• DIRECTIVE: In all the material below, change every "one point per instance" to "a single point for each instance" and leave the rest of the lines as they are. Leave the pictures out of your version.

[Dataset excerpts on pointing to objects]
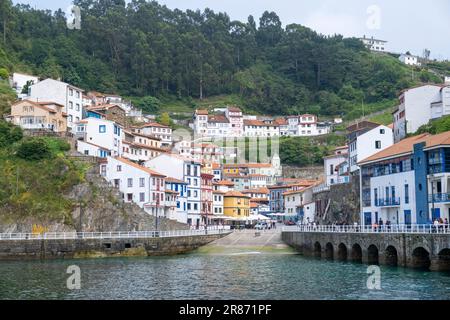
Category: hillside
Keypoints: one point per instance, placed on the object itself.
(173, 60)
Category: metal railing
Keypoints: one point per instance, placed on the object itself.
(114, 234)
(401, 228)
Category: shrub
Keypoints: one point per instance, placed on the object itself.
(9, 134)
(34, 149)
(4, 74)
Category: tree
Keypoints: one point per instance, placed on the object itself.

• COMPLETED TASK:
Category: hillside
Keypoints: a single point for each instance, placed on the object itself.
(173, 60)
Category: metal railing
Keypoints: a single point for each instance, placed on the object itself.
(114, 234)
(401, 228)
Category: shrub
Keypoints: a single point for each instance, placed on the object itself.
(9, 134)
(34, 149)
(4, 74)
Category: tree
Keypoints: a single point for each instance, placed on the object itself.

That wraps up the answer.